— Start of DATA SHOWN —
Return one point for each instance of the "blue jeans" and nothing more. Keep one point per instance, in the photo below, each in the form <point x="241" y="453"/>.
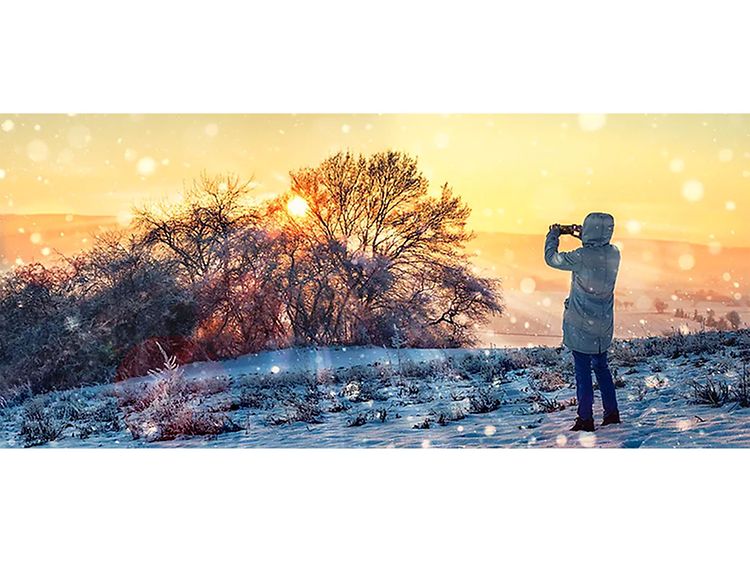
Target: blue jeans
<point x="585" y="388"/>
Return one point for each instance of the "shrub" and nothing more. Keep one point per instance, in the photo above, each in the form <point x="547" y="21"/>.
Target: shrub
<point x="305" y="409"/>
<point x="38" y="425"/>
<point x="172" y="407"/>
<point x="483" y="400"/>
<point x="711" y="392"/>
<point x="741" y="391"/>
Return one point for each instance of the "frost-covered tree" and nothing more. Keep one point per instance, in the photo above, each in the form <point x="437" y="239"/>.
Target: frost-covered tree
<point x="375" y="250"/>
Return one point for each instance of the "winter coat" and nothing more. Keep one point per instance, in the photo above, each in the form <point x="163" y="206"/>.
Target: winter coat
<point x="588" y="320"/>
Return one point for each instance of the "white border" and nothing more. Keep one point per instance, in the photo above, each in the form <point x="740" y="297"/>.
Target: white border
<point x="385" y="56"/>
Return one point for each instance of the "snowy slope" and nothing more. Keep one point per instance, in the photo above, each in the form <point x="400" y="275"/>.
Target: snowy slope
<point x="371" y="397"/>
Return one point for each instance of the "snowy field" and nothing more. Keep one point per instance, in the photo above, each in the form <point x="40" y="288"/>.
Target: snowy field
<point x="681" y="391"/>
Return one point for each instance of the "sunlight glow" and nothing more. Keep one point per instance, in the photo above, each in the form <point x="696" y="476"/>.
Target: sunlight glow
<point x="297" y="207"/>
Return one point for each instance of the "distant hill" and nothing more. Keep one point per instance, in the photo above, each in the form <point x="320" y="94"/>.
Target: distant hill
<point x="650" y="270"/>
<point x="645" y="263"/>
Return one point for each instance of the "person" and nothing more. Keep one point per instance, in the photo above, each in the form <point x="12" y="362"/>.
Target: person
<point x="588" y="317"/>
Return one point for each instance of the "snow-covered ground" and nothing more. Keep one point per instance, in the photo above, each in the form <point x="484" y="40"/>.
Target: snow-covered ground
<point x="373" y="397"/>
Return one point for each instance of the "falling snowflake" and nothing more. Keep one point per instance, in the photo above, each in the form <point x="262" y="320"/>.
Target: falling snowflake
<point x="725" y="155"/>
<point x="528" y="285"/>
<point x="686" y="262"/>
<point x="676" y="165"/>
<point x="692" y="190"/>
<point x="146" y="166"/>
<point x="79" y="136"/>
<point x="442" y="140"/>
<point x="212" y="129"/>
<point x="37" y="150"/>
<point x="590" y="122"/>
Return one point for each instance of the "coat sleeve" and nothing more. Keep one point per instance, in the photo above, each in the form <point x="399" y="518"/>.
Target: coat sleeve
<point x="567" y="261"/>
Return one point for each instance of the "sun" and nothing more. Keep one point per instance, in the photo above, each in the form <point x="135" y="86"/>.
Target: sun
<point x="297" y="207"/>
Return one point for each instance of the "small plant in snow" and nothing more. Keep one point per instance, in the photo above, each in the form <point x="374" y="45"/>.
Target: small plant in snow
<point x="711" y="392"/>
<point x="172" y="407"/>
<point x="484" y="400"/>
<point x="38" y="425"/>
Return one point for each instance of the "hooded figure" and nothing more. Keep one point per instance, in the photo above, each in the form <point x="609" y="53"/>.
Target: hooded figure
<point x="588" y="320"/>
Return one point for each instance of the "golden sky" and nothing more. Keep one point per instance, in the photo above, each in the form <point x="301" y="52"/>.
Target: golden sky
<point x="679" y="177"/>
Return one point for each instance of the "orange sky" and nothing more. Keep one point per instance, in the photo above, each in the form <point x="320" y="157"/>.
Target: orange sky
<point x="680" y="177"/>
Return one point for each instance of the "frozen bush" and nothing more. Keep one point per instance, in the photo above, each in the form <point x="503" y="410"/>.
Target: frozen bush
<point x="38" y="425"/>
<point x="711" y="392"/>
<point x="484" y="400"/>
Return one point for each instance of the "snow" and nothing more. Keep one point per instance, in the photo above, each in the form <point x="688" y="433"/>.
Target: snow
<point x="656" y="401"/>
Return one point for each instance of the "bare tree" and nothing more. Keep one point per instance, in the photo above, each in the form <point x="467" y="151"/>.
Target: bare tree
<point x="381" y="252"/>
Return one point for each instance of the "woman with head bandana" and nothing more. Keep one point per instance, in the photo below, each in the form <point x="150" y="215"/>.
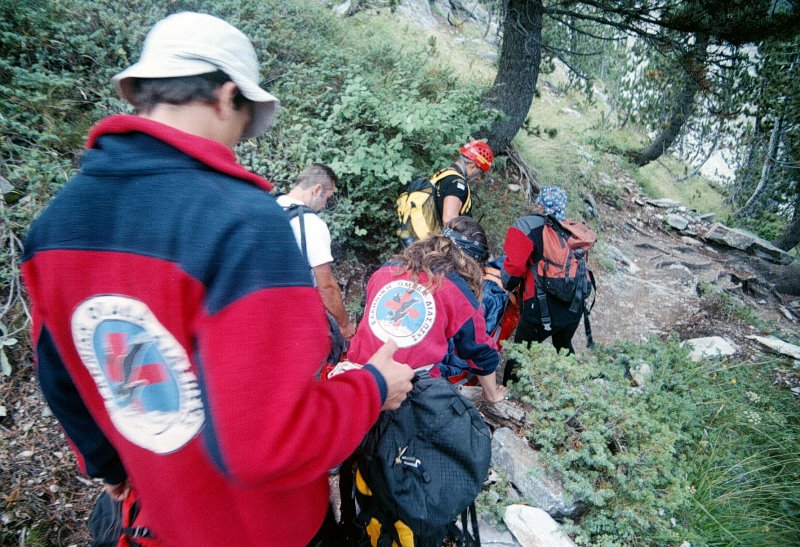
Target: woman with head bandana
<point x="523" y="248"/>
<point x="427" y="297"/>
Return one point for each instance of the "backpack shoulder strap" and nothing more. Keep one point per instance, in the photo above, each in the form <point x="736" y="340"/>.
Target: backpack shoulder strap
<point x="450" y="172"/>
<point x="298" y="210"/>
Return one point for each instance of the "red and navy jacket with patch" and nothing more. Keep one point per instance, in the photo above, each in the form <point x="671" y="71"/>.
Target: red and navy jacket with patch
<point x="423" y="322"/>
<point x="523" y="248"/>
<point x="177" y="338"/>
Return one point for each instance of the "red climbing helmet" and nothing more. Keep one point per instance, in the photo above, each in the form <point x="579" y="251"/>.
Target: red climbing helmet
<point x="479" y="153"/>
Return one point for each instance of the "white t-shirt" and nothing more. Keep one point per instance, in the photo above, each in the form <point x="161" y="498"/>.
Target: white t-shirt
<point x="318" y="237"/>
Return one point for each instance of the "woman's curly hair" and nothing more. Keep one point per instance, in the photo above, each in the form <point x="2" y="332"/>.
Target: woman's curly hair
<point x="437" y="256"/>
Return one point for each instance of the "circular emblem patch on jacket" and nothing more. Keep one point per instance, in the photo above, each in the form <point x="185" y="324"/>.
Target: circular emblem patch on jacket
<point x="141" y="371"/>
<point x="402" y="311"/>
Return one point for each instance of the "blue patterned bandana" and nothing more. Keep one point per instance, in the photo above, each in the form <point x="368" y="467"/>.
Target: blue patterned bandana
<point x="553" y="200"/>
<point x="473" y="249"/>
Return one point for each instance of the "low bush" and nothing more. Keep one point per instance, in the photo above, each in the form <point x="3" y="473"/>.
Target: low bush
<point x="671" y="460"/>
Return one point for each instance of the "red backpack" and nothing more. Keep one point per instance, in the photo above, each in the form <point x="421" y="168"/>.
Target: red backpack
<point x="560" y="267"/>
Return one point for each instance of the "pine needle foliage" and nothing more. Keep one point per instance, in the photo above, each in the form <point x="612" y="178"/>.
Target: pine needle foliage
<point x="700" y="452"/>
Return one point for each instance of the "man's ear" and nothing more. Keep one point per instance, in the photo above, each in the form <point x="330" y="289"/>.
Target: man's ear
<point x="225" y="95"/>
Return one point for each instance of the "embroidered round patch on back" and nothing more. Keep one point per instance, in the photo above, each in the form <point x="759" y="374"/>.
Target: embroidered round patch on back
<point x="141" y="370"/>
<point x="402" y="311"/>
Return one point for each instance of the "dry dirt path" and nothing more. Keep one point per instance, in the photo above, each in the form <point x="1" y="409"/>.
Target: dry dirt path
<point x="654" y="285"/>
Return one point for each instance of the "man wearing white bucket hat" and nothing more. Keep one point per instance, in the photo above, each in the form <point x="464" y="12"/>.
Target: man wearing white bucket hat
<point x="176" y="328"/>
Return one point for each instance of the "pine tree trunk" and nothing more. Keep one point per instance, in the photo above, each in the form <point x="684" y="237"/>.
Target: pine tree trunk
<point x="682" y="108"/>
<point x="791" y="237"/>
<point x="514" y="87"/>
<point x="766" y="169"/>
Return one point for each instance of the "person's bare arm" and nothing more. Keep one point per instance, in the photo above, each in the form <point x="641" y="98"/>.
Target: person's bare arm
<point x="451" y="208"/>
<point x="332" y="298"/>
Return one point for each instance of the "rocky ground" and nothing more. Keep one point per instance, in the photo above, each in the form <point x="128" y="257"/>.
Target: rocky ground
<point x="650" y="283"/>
— End of DATA SHOWN —
— Start of DATA SHOWN —
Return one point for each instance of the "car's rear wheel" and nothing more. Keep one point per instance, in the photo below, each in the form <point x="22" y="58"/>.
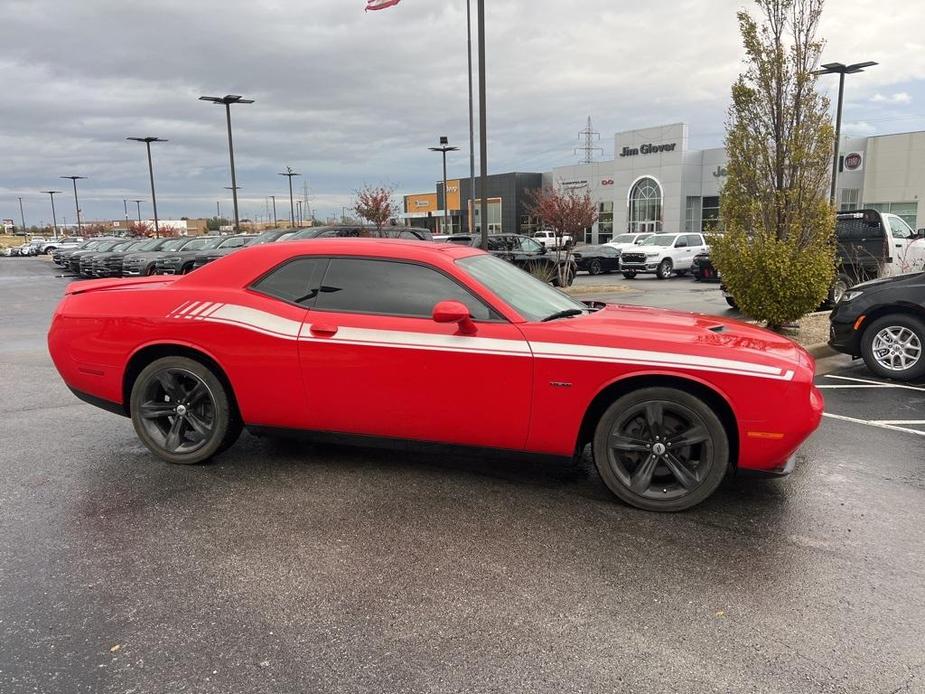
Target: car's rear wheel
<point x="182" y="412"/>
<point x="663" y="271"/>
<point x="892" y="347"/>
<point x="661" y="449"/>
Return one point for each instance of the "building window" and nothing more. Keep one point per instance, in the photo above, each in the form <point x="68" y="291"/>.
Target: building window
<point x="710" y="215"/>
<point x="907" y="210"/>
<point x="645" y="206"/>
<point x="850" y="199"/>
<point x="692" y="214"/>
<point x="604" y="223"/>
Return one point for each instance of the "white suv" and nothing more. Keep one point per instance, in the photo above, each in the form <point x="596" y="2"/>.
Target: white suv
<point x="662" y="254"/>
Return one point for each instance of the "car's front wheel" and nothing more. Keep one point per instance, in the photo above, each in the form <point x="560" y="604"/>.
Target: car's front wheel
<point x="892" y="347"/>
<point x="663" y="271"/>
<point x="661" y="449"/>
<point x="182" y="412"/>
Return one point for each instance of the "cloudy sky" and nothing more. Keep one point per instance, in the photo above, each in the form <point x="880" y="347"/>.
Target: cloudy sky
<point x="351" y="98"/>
— End of DATA SHOWN —
— Start of DATA SHOWN —
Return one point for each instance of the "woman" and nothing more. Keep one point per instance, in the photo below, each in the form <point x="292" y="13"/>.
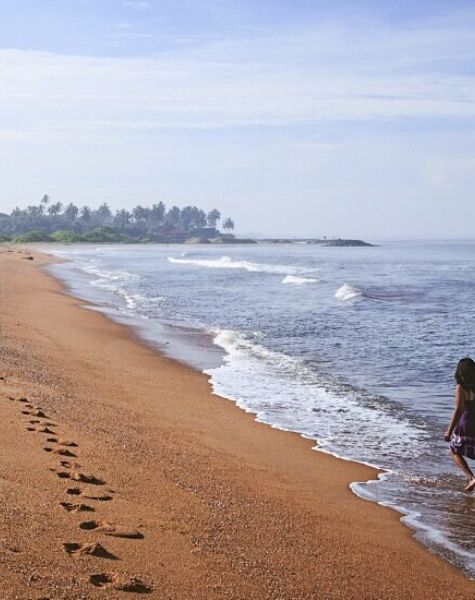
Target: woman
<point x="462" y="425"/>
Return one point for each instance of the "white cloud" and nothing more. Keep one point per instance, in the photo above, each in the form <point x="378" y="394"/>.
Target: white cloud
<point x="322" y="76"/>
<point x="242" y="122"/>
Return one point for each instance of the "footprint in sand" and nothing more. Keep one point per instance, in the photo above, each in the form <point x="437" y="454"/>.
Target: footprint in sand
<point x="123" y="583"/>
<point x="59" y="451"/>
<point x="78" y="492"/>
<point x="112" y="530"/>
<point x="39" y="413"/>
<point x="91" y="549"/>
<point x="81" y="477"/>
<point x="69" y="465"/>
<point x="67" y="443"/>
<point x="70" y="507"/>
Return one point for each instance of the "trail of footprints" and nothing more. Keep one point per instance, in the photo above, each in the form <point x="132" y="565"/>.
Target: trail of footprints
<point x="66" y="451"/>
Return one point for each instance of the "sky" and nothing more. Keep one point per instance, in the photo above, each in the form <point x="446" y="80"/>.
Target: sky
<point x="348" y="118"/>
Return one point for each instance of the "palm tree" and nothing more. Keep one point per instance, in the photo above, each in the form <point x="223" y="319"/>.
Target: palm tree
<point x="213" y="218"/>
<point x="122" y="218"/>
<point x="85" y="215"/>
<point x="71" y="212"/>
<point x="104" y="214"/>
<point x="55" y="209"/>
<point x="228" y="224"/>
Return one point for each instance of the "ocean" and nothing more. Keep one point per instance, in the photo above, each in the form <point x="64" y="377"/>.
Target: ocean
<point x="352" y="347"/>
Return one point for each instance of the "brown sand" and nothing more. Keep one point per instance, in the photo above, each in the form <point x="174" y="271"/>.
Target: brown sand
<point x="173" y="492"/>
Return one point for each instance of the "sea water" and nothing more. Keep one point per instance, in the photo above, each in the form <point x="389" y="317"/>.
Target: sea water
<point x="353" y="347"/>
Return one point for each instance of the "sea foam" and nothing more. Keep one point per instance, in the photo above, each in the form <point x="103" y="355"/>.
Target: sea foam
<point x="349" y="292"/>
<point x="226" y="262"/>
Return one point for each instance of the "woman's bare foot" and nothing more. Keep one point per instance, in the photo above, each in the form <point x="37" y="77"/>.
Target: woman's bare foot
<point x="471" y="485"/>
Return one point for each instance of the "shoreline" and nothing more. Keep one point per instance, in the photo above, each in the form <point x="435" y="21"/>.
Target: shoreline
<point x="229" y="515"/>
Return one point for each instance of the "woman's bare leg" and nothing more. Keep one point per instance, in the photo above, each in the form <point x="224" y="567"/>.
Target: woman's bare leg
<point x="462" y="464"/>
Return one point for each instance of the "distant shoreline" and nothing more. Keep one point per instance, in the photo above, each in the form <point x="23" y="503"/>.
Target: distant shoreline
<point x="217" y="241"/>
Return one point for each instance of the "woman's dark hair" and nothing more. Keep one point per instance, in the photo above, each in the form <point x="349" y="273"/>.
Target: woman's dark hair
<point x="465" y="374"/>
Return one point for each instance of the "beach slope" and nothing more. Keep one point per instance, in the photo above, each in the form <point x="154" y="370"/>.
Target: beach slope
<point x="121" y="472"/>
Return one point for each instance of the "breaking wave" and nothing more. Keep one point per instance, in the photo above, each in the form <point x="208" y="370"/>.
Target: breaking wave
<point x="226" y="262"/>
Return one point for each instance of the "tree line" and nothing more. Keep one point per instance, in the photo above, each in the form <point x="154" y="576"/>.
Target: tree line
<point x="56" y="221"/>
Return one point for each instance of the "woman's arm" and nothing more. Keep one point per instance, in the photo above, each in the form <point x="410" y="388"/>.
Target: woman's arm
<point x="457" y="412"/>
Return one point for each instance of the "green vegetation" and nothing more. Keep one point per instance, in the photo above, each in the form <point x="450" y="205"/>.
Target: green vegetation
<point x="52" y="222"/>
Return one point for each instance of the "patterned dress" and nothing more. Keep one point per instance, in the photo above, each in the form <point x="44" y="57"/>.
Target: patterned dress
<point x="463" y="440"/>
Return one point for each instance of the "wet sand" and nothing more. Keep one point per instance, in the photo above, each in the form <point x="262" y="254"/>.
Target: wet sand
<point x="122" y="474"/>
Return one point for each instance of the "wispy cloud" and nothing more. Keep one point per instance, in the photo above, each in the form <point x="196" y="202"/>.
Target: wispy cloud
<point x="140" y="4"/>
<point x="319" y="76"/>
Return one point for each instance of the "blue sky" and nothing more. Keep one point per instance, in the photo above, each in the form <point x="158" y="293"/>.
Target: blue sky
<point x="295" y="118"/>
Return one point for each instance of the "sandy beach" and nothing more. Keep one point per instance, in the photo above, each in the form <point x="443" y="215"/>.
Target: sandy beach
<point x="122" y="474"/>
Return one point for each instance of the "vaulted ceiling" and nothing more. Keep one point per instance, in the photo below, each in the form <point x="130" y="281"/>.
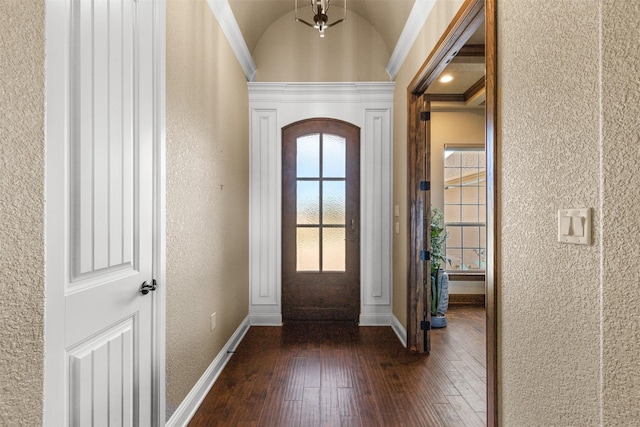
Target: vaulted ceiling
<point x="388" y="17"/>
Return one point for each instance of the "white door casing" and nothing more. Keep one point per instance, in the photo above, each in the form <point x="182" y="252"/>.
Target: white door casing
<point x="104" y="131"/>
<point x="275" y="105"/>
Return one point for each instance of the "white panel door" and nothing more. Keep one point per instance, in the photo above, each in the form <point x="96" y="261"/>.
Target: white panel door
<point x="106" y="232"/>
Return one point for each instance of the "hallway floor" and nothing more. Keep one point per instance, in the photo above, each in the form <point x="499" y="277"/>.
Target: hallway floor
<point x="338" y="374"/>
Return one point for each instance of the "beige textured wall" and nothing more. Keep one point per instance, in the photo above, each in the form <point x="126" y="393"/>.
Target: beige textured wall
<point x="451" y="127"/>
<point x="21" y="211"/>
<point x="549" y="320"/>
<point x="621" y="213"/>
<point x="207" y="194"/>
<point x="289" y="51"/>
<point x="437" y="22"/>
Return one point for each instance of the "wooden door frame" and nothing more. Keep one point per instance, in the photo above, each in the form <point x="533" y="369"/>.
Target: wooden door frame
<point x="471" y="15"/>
— End of DATA SHOWN —
(INSTRUCTION)
Count the lines in the data above that contain the string "golden", and reply with only that number.

(SOLUTION FOR THIS PROBLEM)
2